> Task to carry out
Put every line of the records below into a JSON list of strings, one string per line, with blank lines dropped. Leave the pictures out.

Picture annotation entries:

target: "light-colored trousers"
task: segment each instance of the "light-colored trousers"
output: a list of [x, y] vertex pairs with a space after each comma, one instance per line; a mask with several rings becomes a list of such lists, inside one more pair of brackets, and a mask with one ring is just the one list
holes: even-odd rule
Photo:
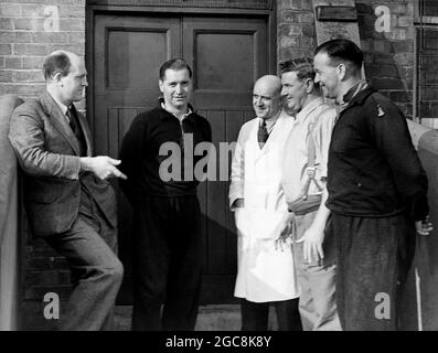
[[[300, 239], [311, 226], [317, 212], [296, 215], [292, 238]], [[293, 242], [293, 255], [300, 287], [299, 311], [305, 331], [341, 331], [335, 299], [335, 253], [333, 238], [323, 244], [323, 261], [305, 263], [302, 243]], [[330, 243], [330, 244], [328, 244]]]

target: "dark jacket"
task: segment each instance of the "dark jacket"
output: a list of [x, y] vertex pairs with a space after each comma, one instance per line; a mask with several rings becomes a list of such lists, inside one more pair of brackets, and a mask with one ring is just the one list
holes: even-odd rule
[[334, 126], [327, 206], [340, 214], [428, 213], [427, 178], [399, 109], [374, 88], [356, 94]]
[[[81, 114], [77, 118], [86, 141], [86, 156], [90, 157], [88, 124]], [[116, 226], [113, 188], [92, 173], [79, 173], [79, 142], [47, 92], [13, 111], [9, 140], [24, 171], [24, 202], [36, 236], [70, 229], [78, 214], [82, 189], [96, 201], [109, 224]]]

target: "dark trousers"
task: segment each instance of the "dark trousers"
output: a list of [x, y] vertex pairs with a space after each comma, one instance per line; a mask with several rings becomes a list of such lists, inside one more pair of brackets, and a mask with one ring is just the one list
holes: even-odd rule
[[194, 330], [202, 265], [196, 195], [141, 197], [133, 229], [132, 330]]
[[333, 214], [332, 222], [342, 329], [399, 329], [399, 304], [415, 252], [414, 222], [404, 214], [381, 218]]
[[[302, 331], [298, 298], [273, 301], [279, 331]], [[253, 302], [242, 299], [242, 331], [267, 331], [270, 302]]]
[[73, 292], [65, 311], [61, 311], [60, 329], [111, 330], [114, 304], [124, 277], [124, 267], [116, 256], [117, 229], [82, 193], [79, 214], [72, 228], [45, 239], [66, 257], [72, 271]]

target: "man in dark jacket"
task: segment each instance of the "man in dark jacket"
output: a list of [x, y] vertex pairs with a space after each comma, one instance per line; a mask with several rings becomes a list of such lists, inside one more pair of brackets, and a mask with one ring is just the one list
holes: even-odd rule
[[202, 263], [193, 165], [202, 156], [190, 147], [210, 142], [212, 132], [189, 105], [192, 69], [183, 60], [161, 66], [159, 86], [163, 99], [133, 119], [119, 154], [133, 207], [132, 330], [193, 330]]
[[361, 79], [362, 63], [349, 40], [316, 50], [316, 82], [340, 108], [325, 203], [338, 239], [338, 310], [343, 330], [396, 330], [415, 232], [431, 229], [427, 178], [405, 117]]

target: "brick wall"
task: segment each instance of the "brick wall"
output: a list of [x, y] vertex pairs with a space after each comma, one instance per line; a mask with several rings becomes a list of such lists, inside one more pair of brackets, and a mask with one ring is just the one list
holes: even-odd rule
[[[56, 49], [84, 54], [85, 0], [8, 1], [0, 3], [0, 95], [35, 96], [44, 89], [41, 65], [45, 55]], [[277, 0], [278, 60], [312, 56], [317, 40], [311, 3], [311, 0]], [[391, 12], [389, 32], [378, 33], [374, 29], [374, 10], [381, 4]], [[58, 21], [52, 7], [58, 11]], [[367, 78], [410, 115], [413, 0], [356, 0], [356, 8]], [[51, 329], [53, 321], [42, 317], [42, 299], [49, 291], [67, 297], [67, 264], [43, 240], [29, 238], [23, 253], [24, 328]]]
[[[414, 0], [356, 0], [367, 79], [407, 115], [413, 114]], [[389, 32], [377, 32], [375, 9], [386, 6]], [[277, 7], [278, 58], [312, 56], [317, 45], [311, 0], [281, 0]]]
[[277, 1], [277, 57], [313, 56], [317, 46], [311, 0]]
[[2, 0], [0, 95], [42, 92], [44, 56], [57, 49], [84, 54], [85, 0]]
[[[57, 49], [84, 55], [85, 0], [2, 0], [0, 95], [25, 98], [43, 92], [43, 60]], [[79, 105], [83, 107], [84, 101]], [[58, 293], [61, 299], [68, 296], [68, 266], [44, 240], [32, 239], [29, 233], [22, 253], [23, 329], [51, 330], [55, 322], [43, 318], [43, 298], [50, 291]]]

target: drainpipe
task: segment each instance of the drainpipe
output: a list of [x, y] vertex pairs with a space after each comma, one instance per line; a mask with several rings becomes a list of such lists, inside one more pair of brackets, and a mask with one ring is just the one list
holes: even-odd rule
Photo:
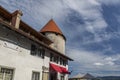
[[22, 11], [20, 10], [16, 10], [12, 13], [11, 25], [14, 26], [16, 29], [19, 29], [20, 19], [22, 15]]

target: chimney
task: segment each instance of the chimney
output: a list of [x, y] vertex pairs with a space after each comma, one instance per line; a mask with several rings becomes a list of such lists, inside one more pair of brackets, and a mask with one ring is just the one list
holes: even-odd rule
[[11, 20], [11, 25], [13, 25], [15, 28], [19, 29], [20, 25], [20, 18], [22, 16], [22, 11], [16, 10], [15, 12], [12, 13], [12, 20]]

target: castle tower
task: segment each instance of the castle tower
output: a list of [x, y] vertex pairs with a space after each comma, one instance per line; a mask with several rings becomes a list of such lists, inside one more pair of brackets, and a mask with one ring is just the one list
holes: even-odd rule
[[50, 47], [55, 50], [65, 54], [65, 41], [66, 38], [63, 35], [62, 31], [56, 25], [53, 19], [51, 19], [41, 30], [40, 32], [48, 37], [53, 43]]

> Solution for this task
[
  "target: \"light-colored trousers\"",
  "task: segment each instance of the \"light-colored trousers\"",
  "output: a list of [x, y] vertex pairs with a space after each comma, one instance per line; a mask with several rings becomes a list of such lists, inside one more pair of brackets, and a mask with one ring is just the one list",
  "holes: even-odd rule",
  "Photo:",
  "[[[300, 239], [311, 226], [317, 212], [296, 215], [292, 238]], [[293, 242], [293, 255], [300, 287], [299, 311], [305, 331], [341, 331], [335, 299], [335, 253], [333, 238], [323, 244], [323, 261], [305, 263], [302, 243]], [[330, 243], [330, 244], [328, 244]]]",
  "target: \"dark jacket\"",
  "task: segment each instance of the \"dark jacket\"",
  "output: a list of [x, y] vertex pairs with a space after each comma, one instance per line; a mask with several rings becomes a list of such lists, inside one more pair of brackets, and a mask with one ring is just the one list",
  "holes: even-odd rule",
  "[[334, 126], [327, 206], [340, 214], [428, 213], [427, 178], [399, 109], [374, 88], [356, 94]]",
  "[[[81, 114], [77, 118], [86, 141], [86, 156], [90, 157], [88, 124]], [[116, 226], [113, 188], [92, 173], [79, 173], [79, 142], [47, 92], [13, 111], [9, 140], [24, 171], [24, 202], [36, 236], [70, 229], [78, 214], [82, 189], [96, 201], [109, 224]]]",
  "target: \"dark trousers\"",
  "task: segment each instance of the \"dark trousers\"",
  "output: a list of [x, y] vertex pairs with a space after each comma, one instance per line; a mask with several rings becomes a list of such lists, inside one more pair of brackets, and a mask with one ring is just the one list",
  "holes: even-odd rule",
  "[[194, 330], [202, 265], [196, 195], [141, 197], [133, 229], [132, 330]]",
  "[[333, 214], [332, 222], [342, 329], [399, 329], [399, 304], [415, 252], [414, 222], [404, 214], [381, 218]]",
  "[[[302, 331], [298, 298], [273, 301], [279, 331]], [[253, 302], [242, 299], [242, 331], [267, 331], [270, 302]]]",
  "[[73, 292], [65, 311], [61, 311], [60, 329], [111, 330], [114, 304], [124, 277], [124, 267], [116, 256], [117, 229], [82, 193], [79, 214], [72, 228], [45, 239], [66, 257], [72, 271]]",
  "target: \"man in dark jacket\"",
  "task: segment each instance of the \"man in dark jacket\"",
  "output: a list of [x, y] vertex pairs with a space after each comma, one instance per line; a mask with several rings becomes a list of such lists, inside one more pair of brackets, and a mask with one ring is just the one list",
  "holes: even-odd rule",
  "[[202, 263], [193, 165], [202, 156], [190, 147], [210, 142], [212, 132], [189, 105], [192, 69], [183, 60], [161, 66], [159, 86], [163, 99], [133, 119], [119, 154], [133, 207], [132, 330], [193, 330]]",
  "[[361, 79], [362, 63], [349, 40], [316, 50], [316, 82], [340, 108], [325, 203], [338, 239], [338, 310], [343, 330], [396, 330], [415, 232], [431, 229], [427, 178], [405, 117]]",
  "target: \"brick wall\"",
  "task: segment each instance of the \"brick wall\"",
  "output: a list of [x, y] vertex pairs with a space after each comma, one instance per line; a mask with several rings becomes a list of such lists, inside one more pair of brackets, and a mask with one ring is just the one list",
  "holes: even-odd rule",
  "[[[56, 49], [84, 54], [85, 0], [8, 1], [0, 3], [0, 95], [35, 96], [44, 89], [41, 65], [45, 55]], [[277, 0], [278, 60], [312, 56], [317, 40], [311, 3], [311, 0]], [[391, 12], [389, 32], [378, 33], [374, 29], [374, 10], [381, 4]], [[58, 21], [52, 7], [58, 11]], [[367, 78], [410, 115], [413, 0], [356, 0], [356, 8]], [[51, 329], [53, 321], [42, 317], [42, 299], [49, 291], [67, 297], [67, 264], [43, 240], [29, 238], [23, 253], [24, 328]]]",
  "[[[414, 0], [356, 0], [367, 79], [407, 115], [413, 114]], [[389, 32], [377, 32], [375, 9], [386, 6]], [[277, 7], [278, 58], [312, 56], [317, 45], [311, 0], [281, 0]]]",
  "[[277, 1], [277, 57], [313, 56], [317, 46], [311, 0]]",
  "[[2, 0], [0, 95], [42, 92], [44, 56], [57, 49], [84, 54], [85, 0]]",
  "[[[57, 49], [84, 55], [85, 0], [2, 0], [0, 95], [25, 98], [43, 92], [43, 60]], [[79, 105], [83, 107], [84, 101]], [[58, 293], [61, 299], [68, 296], [68, 266], [44, 240], [32, 239], [29, 233], [22, 253], [23, 329], [51, 330], [55, 322], [43, 318], [43, 298], [50, 291]]]",
  "target: drainpipe",
  "task: segment each instance of the drainpipe",
  "output: a list of [x, y] vertex pairs with a space after each comma, one instance per line; a mask with several rings becomes a list of such lists, inside one more pair of brackets, and a mask with one ring is just the one list",
  "holes: even-odd rule",
  "Photo:",
  "[[22, 11], [20, 10], [16, 10], [12, 13], [11, 25], [14, 26], [16, 29], [19, 29], [20, 19], [22, 15]]",
  "target: chimney",
  "task: segment each instance of the chimney",
  "output: a list of [x, y] vertex pairs with a space after each comma, one instance per line; a mask with several rings becomes a list of such lists, inside one more pair of brackets, and a mask with one ring is just the one list",
  "holes: even-odd rule",
  "[[11, 20], [11, 25], [13, 25], [15, 28], [19, 29], [20, 25], [20, 18], [22, 16], [22, 11], [16, 10], [15, 12], [12, 13], [12, 20]]",
  "target: castle tower",
  "task: segment each instance of the castle tower",
  "output: a list of [x, y] vertex pairs with a space after each comma, one instance per line; a mask with several rings becomes a list of such lists, inside one more pair of brackets, and a mask with one ring is just the one list",
  "holes: even-odd rule",
  "[[50, 47], [55, 50], [65, 54], [65, 41], [66, 38], [63, 35], [62, 31], [56, 25], [53, 19], [51, 19], [41, 30], [40, 32], [48, 37], [53, 43]]"
]